● **Alıştırma 1**
Aşağıdaki yeni enternasyonal konulu metin parçasına göre, bu enternasyonalist gücün ideal olarak kapsaması gereken tüm kesimleri sıralayınız.

Bu yeni enternasyonal dört proleter enternasyonalinin olumlu katkılarını ayırıcı bir biçimde bütünleştirebilir.Böylece,Babeuf ve Fourier,Marx ve Bakunin,Blanqui ve Engels,Rosa Luxemburg ve Lenin,Emma Goldman ve Buenaventura Durruti,Gramsci ve Trotsky,Emiliano Zapata ve Jose Carlos Maria’tegui,Augusto Caesar Sandino ve Farabunda Marti,Ernesto Che Guevara ve Camilo Torres,Ho-Chi-Minh ve Nazım Hikmet,Mehdi Ben Barka ve Malcolm X ve daha pek çoğunun mirasçısı olabilir.Ancak,ana nirengi noktası ise varolan toplumsal hareketler ve başta neoliberalizme yönelen Küresel Direniş Hareketi olacaktır.
Günümüzdeki politik koşullar besbelli ki tamamiyle farklı olsa da geçmişteki enternasyonaller arasında belki de en ilham verici olanı,farklı politik görüşlerin düşünce ve pratikte birbirine yaklaşabildiği çoklu, çeşitli ve demokratik bir hareket olan Birincisi olacaktır.Bu demek değildir ki UIB’nin kurulduğu ve işlediği bugün tekrar edilebilir.Bu yeni enternasyonalist gücün ne gibi örgütsel biçimlerinin olabileceğini öngörmek mümkündür-ademi merkeziyetçi bir federasyon,örgütlü bir iletişim ağı ya da basitçe,periodik olarak toplanan bir konferans- fakat, bu güç her ne olursa olsun esnek ve yenilikçi olmalı,resmi bürokratik yapılardan uzak durmak zorunda olmalıdır. İdeal olarak,yalnızca partileri,cepheleri değil,sol dergileri,araştırma gruplarını,toplumsal hareketlerin örgütlerini ve entelektüelleri de kapsamalıdır.

● **Gösterilen Kayıtlar**
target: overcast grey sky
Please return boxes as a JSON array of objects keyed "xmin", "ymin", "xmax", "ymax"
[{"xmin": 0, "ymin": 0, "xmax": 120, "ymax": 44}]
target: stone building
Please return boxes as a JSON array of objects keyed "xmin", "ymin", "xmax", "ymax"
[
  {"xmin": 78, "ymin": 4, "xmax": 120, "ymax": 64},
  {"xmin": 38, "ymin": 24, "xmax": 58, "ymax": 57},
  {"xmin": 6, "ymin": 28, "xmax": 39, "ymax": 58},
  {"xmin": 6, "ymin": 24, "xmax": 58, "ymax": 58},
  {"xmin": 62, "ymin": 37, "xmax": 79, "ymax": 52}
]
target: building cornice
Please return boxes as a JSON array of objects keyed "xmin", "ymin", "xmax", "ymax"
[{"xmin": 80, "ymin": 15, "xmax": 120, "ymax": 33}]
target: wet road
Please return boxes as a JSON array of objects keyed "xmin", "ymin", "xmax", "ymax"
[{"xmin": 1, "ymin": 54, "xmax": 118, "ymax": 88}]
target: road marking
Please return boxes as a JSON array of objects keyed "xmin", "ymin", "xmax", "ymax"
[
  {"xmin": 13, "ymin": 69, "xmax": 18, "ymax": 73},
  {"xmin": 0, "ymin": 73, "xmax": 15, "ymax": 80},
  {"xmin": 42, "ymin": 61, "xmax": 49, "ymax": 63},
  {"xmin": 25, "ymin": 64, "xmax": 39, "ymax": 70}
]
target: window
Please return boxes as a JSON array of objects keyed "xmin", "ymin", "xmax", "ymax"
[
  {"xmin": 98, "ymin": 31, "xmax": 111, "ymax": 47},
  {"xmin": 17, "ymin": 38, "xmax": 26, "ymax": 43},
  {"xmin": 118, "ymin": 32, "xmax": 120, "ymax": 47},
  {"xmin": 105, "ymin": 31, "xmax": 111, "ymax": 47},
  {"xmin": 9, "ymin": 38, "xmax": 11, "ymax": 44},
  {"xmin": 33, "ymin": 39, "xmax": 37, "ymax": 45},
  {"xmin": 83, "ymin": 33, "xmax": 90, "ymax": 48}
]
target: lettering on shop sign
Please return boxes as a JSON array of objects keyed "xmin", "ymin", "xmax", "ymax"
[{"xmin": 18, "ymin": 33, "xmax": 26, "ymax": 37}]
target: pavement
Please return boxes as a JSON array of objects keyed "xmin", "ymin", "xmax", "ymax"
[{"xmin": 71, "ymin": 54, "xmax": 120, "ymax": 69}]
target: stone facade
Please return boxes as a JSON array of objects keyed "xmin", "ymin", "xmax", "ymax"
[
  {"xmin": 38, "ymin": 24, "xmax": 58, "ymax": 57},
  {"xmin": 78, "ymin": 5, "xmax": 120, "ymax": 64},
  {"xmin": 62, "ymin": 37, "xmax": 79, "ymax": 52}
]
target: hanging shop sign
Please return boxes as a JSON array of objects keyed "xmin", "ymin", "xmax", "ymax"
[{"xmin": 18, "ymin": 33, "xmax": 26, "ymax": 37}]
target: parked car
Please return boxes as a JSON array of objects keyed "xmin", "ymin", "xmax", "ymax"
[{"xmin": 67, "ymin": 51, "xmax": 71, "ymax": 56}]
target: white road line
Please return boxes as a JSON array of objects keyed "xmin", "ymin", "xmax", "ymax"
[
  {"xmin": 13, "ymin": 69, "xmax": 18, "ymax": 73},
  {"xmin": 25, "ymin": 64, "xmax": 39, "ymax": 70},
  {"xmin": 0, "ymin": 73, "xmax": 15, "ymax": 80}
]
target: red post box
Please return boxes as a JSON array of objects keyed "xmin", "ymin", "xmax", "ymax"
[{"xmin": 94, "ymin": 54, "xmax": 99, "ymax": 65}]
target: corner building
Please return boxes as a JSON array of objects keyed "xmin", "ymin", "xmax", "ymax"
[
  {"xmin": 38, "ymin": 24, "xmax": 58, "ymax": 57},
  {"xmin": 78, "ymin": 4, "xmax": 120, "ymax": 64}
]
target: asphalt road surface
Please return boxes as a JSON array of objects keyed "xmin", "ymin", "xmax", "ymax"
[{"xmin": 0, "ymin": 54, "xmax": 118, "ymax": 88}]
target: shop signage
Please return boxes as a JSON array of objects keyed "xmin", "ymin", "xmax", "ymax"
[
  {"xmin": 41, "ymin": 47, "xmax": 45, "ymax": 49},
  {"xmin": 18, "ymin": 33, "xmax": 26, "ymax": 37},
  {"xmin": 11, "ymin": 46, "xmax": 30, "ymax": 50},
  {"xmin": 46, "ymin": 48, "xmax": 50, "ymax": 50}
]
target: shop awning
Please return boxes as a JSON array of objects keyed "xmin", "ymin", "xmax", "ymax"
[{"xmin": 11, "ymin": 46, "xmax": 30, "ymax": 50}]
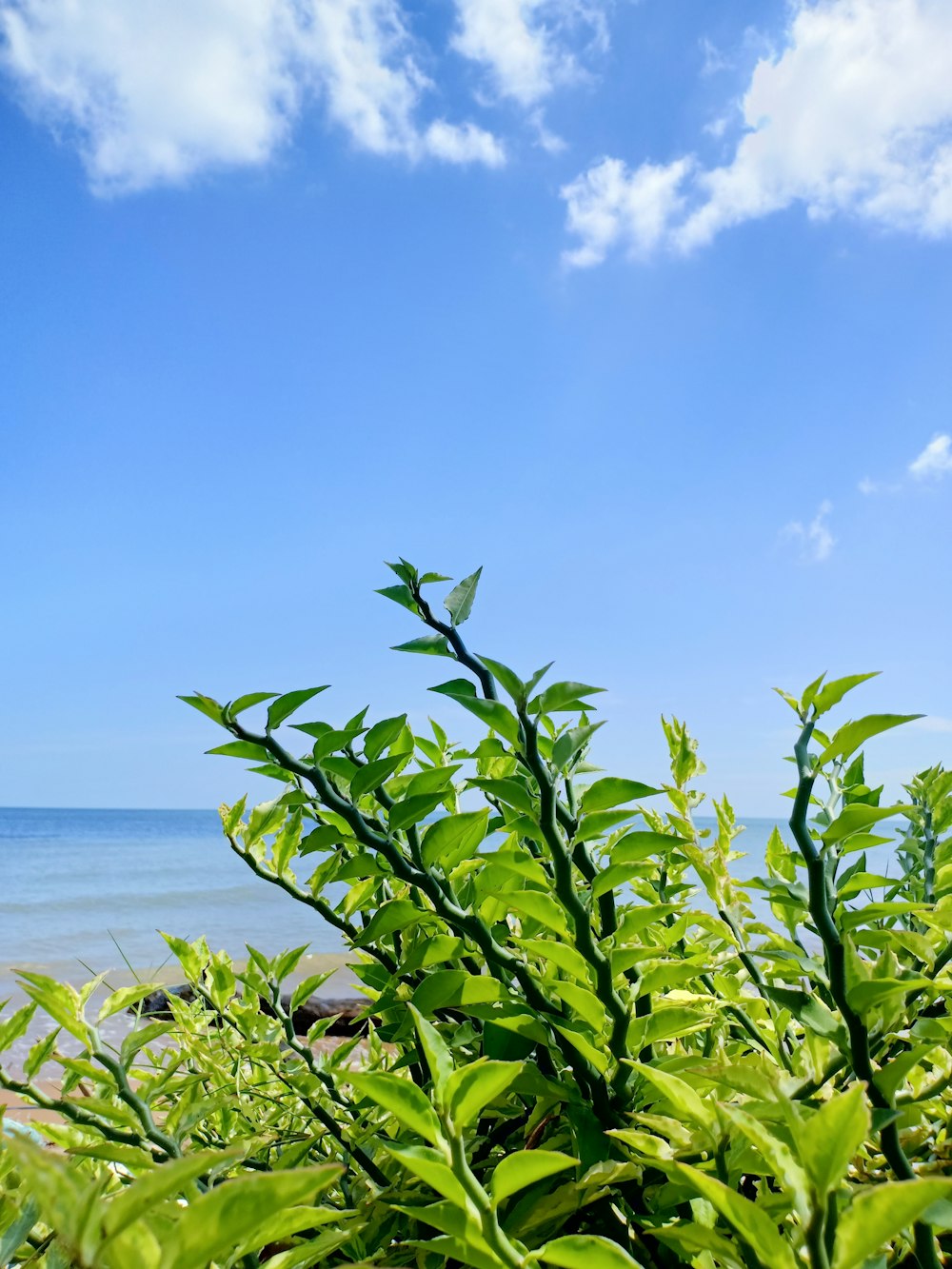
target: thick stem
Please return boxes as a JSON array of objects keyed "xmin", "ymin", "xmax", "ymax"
[
  {"xmin": 519, "ymin": 710, "xmax": 631, "ymax": 1098},
  {"xmin": 789, "ymin": 721, "xmax": 941, "ymax": 1269},
  {"xmin": 228, "ymin": 722, "xmax": 606, "ymax": 1111},
  {"xmin": 445, "ymin": 1120, "xmax": 525, "ymax": 1269}
]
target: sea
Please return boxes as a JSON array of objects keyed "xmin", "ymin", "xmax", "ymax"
[
  {"xmin": 0, "ymin": 807, "xmax": 343, "ymax": 986},
  {"xmin": 0, "ymin": 807, "xmax": 896, "ymax": 999}
]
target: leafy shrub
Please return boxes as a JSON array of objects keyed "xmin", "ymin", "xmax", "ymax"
[{"xmin": 0, "ymin": 561, "xmax": 952, "ymax": 1269}]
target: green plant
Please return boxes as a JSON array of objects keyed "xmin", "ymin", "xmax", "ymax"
[{"xmin": 0, "ymin": 561, "xmax": 952, "ymax": 1269}]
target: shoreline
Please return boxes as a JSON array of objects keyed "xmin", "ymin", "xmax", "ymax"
[{"xmin": 0, "ymin": 952, "xmax": 362, "ymax": 1086}]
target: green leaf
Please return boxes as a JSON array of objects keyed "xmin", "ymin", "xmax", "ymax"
[
  {"xmin": 206, "ymin": 740, "xmax": 271, "ymax": 763},
  {"xmin": 631, "ymin": 1062, "xmax": 717, "ymax": 1133},
  {"xmin": 0, "ymin": 1000, "xmax": 37, "ymax": 1053},
  {"xmin": 96, "ymin": 982, "xmax": 161, "ymax": 1025},
  {"xmin": 268, "ymin": 683, "xmax": 330, "ymax": 731},
  {"xmin": 382, "ymin": 1140, "xmax": 467, "ymax": 1208},
  {"xmin": 363, "ymin": 714, "xmax": 407, "ymax": 763},
  {"xmin": 20, "ymin": 969, "xmax": 89, "ymax": 1043},
  {"xmin": 384, "ymin": 556, "xmax": 416, "ymax": 586},
  {"xmin": 721, "ymin": 1105, "xmax": 810, "ymax": 1224},
  {"xmin": 667, "ymin": 1163, "xmax": 796, "ymax": 1269},
  {"xmin": 163, "ymin": 1163, "xmax": 343, "ymax": 1269},
  {"xmin": 359, "ymin": 899, "xmax": 427, "ymax": 946},
  {"xmin": 412, "ymin": 969, "xmax": 509, "ymax": 1015},
  {"xmin": 575, "ymin": 808, "xmax": 635, "ymax": 843},
  {"xmin": 467, "ymin": 779, "xmax": 536, "ymax": 816},
  {"xmin": 387, "ymin": 789, "xmax": 446, "ymax": 832},
  {"xmin": 541, "ymin": 1234, "xmax": 641, "ymax": 1269},
  {"xmin": 506, "ymin": 889, "xmax": 568, "ymax": 938},
  {"xmin": 374, "ymin": 586, "xmax": 419, "ymax": 613},
  {"xmin": 833, "ymin": 1179, "xmax": 952, "ymax": 1269},
  {"xmin": 429, "ymin": 679, "xmax": 476, "ymax": 701},
  {"xmin": 389, "ymin": 635, "xmax": 453, "ymax": 656},
  {"xmin": 628, "ymin": 1005, "xmax": 711, "ymax": 1053},
  {"xmin": 819, "ymin": 714, "xmax": 922, "ymax": 766},
  {"xmin": 407, "ymin": 1005, "xmax": 453, "ymax": 1093},
  {"xmin": 803, "ymin": 670, "xmax": 880, "ymax": 718},
  {"xmin": 796, "ymin": 1083, "xmax": 869, "ymax": 1201},
  {"xmin": 443, "ymin": 566, "xmax": 483, "ymax": 625},
  {"xmin": 490, "ymin": 1150, "xmax": 579, "ymax": 1205},
  {"xmin": 423, "ymin": 807, "xmax": 488, "ymax": 873},
  {"xmin": 763, "ymin": 983, "xmax": 846, "ymax": 1044},
  {"xmin": 226, "ymin": 691, "xmax": 278, "ymax": 718},
  {"xmin": 612, "ymin": 830, "xmax": 688, "ymax": 864},
  {"xmin": 552, "ymin": 722, "xmax": 605, "ymax": 770},
  {"xmin": 582, "ymin": 775, "xmax": 662, "ymax": 815},
  {"xmin": 103, "ymin": 1146, "xmax": 243, "ymax": 1242},
  {"xmin": 820, "ymin": 803, "xmax": 911, "ymax": 845},
  {"xmin": 176, "ymin": 691, "xmax": 225, "ymax": 725},
  {"xmin": 532, "ymin": 680, "xmax": 605, "ymax": 713},
  {"xmin": 0, "ymin": 1198, "xmax": 39, "ymax": 1264},
  {"xmin": 350, "ymin": 1071, "xmax": 442, "ymax": 1146},
  {"xmin": 449, "ymin": 687, "xmax": 519, "ymax": 744},
  {"xmin": 480, "ymin": 653, "xmax": 526, "ymax": 704},
  {"xmin": 846, "ymin": 977, "xmax": 932, "ymax": 1014},
  {"xmin": 350, "ymin": 746, "xmax": 405, "ymax": 798},
  {"xmin": 445, "ymin": 1059, "xmax": 523, "ymax": 1129}
]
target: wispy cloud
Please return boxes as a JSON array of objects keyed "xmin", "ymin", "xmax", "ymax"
[
  {"xmin": 452, "ymin": 0, "xmax": 608, "ymax": 106},
  {"xmin": 909, "ymin": 433, "xmax": 952, "ymax": 480},
  {"xmin": 857, "ymin": 431, "xmax": 952, "ymax": 498},
  {"xmin": 781, "ymin": 502, "xmax": 837, "ymax": 564},
  {"xmin": 910, "ymin": 714, "xmax": 952, "ymax": 733},
  {"xmin": 563, "ymin": 0, "xmax": 952, "ymax": 266},
  {"xmin": 0, "ymin": 0, "xmax": 506, "ymax": 193}
]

● **Alıştırma 2**
Yukarıdaki kayıtlarda "green" sözcüğünün geçtiği satırları bulunuz ve bu satırların her birini kopyalayınız.

● **Tam Yanıt 1**
- Partiler
- Cepheler
- Sol dergiler
- Araştırma grupları
- Toplumsal hareketlerin örgütleri
- Entelektüeller

● **Tam Yanıt 2**
target: green plant
target: green leaf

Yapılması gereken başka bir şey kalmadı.